Задание 1 — В тексте о переписке Боброва и Алексеева замените «персонажей» на «героев» и приведите фрагмент, начиная со слов «В фокусе нашего» и продолжая до слов «наших главных героях.».
Задание 2 — Из чего, согласно тексту о переписке Боброва и Алексеева, явствует, что память подводила Боброва и в других случаях?
Задание 3 — Допишите следующую часть текста о переписке Боброва и Алексеева, начиная сразу после его последнего предложения.

Вовсе не все рассказанное С. Бобровым было именно так, а не иначе: память подводила Боброва и в других случаях, что явствует хотя бы из иных, "не китайских", сюжетов гаспаровского мемуара. Но для нас важно не это. Сохранившаяся почти полностью переписка Боброва и Алексеева позволяет не только восстановить этапы их заочного знакомства и эпистолярные отношения, но и разглядеть нечто, представляющее не только биографический интерес, более существенное, чем непростые отношения этих столь не похожих друг на друга людей: проблемы поэтического перевода применительно к далеким друг от друга поэтическим традициям; меру понимания иноязычного поэтического мира — и все это в контексте времени, наложившего на участников переписки и на ее, казалось бы, "вневременную" сквозную тему — старую китайскую поэзию — свою нестираемую печать.

В фокусе нашего рассказа оказываются несколько персонажей. Во-первых, разумеется, С. Бобров и В. Алексеев, из которых первый, пожалуй, более своего адресата известен читателям "Вопросов литературы". Затем — Сыкун Ту, китайский поэт и поэтолог, и его поэтическое сочинение "Ши пинь" — "Категории стихотворений", — исследованное и переведенное В. Алексеевым[2]. Наконец, китайская классическая поэзия как объект интереса — с разными ресурсами, с разных точек зрения и с разными целями — и Сыкун Ту, и В. Алексеева, и С. Боброва. Скажем несколько предваряющих слов о наших главных героях.

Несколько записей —

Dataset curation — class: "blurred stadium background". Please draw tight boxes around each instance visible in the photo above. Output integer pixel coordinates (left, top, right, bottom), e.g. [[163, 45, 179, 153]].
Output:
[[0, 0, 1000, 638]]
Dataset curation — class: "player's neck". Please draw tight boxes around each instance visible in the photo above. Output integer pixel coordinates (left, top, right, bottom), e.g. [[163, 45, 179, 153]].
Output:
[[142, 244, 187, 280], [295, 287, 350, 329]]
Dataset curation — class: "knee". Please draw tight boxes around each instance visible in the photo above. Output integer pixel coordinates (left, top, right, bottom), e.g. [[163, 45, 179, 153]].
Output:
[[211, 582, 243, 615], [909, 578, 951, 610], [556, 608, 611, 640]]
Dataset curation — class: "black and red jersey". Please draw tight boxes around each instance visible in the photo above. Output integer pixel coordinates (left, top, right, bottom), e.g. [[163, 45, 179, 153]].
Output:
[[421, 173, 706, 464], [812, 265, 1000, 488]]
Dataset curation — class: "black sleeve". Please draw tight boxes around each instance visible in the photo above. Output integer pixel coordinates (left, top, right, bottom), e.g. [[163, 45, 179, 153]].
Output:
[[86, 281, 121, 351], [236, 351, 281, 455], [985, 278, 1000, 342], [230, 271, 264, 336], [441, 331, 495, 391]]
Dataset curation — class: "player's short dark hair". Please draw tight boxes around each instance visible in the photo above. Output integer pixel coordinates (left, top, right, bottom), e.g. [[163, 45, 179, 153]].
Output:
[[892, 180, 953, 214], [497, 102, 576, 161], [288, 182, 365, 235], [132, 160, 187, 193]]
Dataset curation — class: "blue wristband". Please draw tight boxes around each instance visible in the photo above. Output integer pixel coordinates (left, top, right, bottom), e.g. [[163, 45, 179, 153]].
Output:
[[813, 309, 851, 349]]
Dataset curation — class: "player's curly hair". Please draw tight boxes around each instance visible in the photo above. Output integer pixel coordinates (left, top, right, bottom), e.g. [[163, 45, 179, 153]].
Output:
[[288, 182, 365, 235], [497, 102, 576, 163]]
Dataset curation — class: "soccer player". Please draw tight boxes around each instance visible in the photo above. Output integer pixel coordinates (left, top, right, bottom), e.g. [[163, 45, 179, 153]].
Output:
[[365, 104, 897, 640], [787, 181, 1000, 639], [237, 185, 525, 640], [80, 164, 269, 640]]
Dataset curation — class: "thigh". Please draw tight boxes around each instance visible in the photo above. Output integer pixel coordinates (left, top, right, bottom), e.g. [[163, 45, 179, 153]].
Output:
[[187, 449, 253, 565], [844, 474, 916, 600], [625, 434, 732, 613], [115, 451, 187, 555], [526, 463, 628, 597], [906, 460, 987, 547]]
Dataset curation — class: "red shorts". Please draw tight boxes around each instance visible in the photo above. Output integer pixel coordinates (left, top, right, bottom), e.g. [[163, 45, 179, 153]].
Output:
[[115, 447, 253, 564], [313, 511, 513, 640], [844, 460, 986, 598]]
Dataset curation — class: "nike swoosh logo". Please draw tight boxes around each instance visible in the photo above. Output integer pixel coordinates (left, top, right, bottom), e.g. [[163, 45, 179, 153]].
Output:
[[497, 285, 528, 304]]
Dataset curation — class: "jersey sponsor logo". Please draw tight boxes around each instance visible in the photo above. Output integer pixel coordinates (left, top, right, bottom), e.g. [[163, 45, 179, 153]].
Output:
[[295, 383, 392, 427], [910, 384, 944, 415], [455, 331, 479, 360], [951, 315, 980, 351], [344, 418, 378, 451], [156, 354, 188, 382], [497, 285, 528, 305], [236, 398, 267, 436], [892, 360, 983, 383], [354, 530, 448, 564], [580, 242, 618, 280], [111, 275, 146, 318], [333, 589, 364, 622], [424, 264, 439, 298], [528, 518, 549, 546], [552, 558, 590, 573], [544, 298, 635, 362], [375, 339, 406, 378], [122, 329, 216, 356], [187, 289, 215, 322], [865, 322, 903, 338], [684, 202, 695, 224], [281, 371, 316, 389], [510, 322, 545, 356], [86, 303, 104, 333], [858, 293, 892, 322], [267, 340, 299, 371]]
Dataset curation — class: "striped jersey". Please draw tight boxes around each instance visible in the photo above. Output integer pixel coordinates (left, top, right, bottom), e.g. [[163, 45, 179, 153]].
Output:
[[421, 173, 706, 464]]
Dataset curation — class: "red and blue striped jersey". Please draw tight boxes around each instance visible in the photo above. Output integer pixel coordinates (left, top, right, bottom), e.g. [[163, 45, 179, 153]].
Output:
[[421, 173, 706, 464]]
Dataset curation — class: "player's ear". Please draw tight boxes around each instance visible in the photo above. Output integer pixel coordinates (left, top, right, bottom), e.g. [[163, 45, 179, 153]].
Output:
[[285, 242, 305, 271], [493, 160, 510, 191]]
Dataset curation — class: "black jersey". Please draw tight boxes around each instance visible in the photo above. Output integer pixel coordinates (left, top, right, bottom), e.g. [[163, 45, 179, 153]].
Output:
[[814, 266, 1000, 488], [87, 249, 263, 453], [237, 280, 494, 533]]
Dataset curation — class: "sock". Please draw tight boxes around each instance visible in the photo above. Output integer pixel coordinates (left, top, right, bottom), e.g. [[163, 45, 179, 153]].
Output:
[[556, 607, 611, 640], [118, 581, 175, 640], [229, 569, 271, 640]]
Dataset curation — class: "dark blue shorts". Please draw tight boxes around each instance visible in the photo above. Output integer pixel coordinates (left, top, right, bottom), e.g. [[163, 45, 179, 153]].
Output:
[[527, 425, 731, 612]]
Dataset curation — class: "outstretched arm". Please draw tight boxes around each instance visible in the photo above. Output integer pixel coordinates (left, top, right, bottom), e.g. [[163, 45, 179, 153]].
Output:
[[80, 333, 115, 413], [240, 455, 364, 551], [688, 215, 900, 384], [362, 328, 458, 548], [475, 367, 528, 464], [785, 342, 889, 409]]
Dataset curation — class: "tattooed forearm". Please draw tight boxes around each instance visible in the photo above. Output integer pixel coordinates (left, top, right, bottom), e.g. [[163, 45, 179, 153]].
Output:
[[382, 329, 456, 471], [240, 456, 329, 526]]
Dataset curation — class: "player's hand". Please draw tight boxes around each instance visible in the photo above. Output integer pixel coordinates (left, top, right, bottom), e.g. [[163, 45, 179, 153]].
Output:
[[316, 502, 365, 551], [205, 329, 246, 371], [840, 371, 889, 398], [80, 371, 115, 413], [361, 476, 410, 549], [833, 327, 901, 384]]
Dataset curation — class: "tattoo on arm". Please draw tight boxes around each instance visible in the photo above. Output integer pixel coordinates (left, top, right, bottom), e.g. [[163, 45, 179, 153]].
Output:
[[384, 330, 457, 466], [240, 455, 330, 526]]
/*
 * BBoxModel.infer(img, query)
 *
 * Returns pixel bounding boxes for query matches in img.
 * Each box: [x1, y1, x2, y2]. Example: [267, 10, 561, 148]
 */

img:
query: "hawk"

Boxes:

Ответ 1 —
В фокусе нашего рассказа оказываются несколько героев. Во-первых, разумеется, С. Бобров и В. Алексеев, из которых первый, пожалуй, более своего адресата известен читателям "Вопросов литературы". Затем — Сыкун Ту, китайский поэт и поэтолог, и его поэтическое сочинение "Ши пинь" — "Категории стихотворений", — исследованное и переведенное В. Алексеевым[2]. Наконец, китайская классическая поэзия как объект интереса — с разными ресурсами, с разных точек зрения и с разными целями — и Сыкун Ту, и В. Алексеева, и С. Боброва. Скажем несколько предваряющих слов о наших главных героях.

Ответ 2 — Это явствует хотя бы из иных, «не китайских», сюжетов гаспаровского мемуара.

Ответ 3 —
Сергей Павлович Бобров (1889–1971) — поэт, критик, литературовед, переводчик, один из родоначальников современного стиховедения. Близкий знакомец В. Брюсова, Андрея Белого, соратник Н. Асеева и Б. Пастернака по участию в литературных группах "Лирика" (1913–1914) и "Центрифуга" (1914–1917).

В 10-30-х годах много работал в области перевода. Перевел "Сказки Перро", трагедию Вольтера "Магомет", "Красное и черное" Стендаля, "Дом, где разбиваются сердца" Бернарда Шоу, стихотворения Рембо, Корбьера, Верлена, Верхарна, Шелли, Лорки и Элюара, пересказал "Песнь о Роланде".

С 1934 года находился в ссылке под Кокчетавом, а его семье помогал, чем мог, Борис Пастернак. В 1939 году возвратился в Москву.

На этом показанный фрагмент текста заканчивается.